▸ Supplied material
┌──
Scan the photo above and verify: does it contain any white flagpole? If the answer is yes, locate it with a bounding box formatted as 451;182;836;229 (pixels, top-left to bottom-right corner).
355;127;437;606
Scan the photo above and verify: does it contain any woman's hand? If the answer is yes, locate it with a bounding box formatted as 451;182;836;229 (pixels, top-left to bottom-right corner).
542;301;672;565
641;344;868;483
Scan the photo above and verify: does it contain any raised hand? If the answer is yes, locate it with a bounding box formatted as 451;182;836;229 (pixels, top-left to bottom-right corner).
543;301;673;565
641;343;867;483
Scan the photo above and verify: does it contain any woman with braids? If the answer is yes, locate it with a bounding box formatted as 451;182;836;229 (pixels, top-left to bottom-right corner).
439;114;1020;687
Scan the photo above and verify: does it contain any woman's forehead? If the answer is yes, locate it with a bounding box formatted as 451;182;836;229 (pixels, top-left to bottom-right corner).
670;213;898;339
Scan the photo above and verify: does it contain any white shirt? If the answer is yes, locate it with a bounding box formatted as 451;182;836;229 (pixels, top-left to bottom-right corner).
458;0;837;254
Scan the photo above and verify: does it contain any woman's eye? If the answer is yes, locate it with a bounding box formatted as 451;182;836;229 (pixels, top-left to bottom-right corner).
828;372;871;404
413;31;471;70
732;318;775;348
└──
▸ Work to complete
Count the lines in the records above that contain the string "formatted", matching case exactly. Give only the number.

▸ The response
7